**PAGE EXTRACT:**
=-=-=

However, given the recent decline in oil prices, synfuel may contribute more meaningfully to Headwaters’ fiscal 2007 results than previously expected. Using current NYMEX pricing as a
basis for our estimate, there would be no phase-out of Section 45K in 2007, and we will have better than anticipated revenues and earnings in our alternative energy segment. However, it is too early in the year to reach any certain conclusion regarding average annual oil prices and phase-out of Section 45K.
Headwaters’ total revenue for the December 2006 quarter was $274.9 million, down 2% from $280.5 million reported for the December 2005 quarter. Operating income decreased 33% to $33.9 million in the December 2006 quarter compared to $50.3 million in the December 2005 quarter. Net income for the December 2006 quarter was $17.0 million or $0.37 of earnings per diluted share, down 38% from the December 2005 quarter of $28.3 million or $0.60 of earnings per diluted share.
Recapitalization
In January 2007, Headwaters commenced a recapitalization that will result in improved earnings and less dilution to shareholders. We have completed the first two steps in the recapitalization, consisting of a technical amendment to our existing senior credit facility and raising $160 million of 2.50% convertible senior subordinated notes with an effective conversion price, after taking into consideration a call spread, of $35 per share. Most of the proceeds have been used to retire senior debt. The net effect of the above re-financing actions will be to reduce interest expense by approximately $7.0 million annually due to the lower interest rate of 2.50% on the convertible senior subordinated notes versus the higher interest rate on existing indebtedness.
We have also filed with the SEC a Form S-4 to initiate an exchange of our existing 2 7/8% convertible notes for new 2 7/8% convertible notes that contain a net share settlement feature. This exchange will have no effect on the amount of our debt outstanding or interest expense, but it will eliminate 5.75 million shares from the shares that may be issued upon conversion of the notes, and it will also reduce the number of shares in our fully diluted earnings per share calculation by the same number, assuming full participation in the exchange. We anticipate that the positive full year effect of this transaction will be to increase earnings per share in the range of 8% to 10%. The exchange has not been completed and is subject to SEC review and market conditions which could prevent its implementation; therefore, no assurance can be given as to the ultimate outcome of the exchange.
Operating Performance
Building Materials. Revenues from Headwaters’ coal combustion products (“CCPs”) segment during the December 2006 quarter increased $4.0 million or 6%, from $65.2 million to $69.2 million versus the December 2005 quarter. Operating margin increased to 18.0% compared to 14.5% in the December 2005 quarter. The increases in revenue and operating margin resulted from strong product demand and upward pricing trends in several cement markets. As demand for CCPs remains strong, we are expanding our distribution and storage system to meet the increased interest in substituting fly ash for portland cement.

=-=-=

Point labeling dataset excerpts
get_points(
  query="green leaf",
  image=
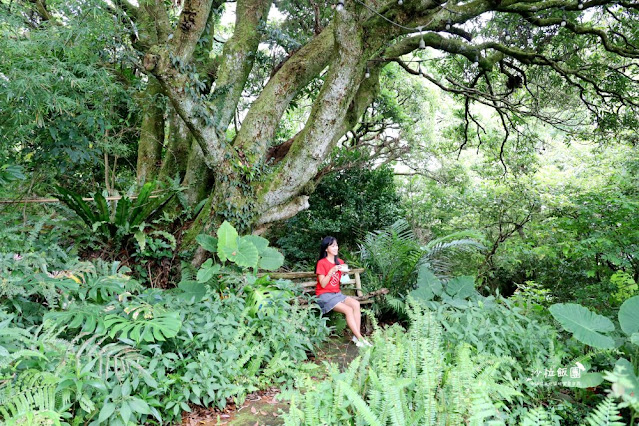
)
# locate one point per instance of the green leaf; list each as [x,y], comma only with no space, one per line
[461,287]
[428,285]
[207,271]
[140,237]
[207,242]
[103,207]
[139,406]
[125,413]
[194,291]
[625,384]
[270,259]
[629,315]
[244,255]
[227,241]
[585,325]
[122,212]
[585,380]
[106,412]
[259,242]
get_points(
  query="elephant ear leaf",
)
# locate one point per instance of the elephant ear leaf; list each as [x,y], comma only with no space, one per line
[245,255]
[629,316]
[586,326]
[227,241]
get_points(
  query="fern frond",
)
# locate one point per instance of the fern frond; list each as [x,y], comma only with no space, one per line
[362,408]
[536,417]
[30,391]
[605,414]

=-=-=

**WRITTEN EXERCISE 1:** In the Headwaters excerpt, by roughly how much will the refinancing actions reduce interest expense each year?
**WRITTEN EXERCISE 2:** Reproduce the Headwaters excerpt from "However, given the" up to and including "of Section 45K.".

**TASK OUTPUT 1:** By approximately $7.0 million annually.

**TASK OUTPUT 2:**
However, given the recent decline in oil prices, synfuel may contribute more meaningfully to Headwaters’ fiscal 2007 results than previously expected. Using current NYMEX pricing as a
basis for our estimate, there would be no phase-out of Section 45K in 2007, and we will have better than anticipated revenues and earnings in our alternative energy segment. However, it is too early in the year to reach any certain conclusion regarding average annual oil prices and phase-out of Section 45K.